— Start of MATERIALS PROVIDED —

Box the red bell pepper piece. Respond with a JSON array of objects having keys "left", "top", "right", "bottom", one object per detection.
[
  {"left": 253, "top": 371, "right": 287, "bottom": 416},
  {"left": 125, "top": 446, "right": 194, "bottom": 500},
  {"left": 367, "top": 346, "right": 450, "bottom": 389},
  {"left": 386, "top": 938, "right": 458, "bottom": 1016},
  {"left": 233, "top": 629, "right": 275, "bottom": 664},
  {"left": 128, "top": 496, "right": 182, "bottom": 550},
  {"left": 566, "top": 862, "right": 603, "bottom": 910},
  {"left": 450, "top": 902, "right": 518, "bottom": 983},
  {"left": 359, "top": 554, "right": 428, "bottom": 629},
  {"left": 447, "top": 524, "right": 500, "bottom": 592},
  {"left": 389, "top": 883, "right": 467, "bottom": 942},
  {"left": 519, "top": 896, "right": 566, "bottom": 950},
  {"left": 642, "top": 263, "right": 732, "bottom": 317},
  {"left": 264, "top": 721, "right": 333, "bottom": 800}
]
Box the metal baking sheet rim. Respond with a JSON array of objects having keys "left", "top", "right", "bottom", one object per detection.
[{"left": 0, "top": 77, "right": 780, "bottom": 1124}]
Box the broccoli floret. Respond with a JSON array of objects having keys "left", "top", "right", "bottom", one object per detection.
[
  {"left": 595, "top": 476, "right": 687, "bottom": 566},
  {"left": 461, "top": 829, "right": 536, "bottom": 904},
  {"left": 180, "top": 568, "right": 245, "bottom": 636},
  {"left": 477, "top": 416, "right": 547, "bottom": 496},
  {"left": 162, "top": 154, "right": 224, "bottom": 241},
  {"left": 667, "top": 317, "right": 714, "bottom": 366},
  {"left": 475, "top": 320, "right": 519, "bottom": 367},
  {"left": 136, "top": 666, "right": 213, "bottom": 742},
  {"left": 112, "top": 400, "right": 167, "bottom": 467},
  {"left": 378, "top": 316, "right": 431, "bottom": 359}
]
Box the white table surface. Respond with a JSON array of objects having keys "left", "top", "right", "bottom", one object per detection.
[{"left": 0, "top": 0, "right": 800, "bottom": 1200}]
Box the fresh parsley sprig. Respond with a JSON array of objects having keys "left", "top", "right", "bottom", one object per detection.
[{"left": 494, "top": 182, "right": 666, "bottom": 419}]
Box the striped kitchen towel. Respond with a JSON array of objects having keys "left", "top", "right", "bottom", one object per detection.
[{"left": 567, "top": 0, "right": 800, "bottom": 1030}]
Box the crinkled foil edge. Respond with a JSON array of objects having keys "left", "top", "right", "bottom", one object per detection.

— End of MATERIALS PROVIDED —

» STATED GOAL
Copy out the rows above verbatim, from the line containing "Box the striped" through the final line of the rows.

» THE RESPONSE
Box the striped kitchen towel. Respond with a JSON array of objects having keys "left", "top", "right", "bottom", one object per detection.
[{"left": 567, "top": 0, "right": 800, "bottom": 1030}]
Box the crinkled foil edge. Respond with a JSON array of objects having keys "left", "top", "right", "bottom", one object per detection.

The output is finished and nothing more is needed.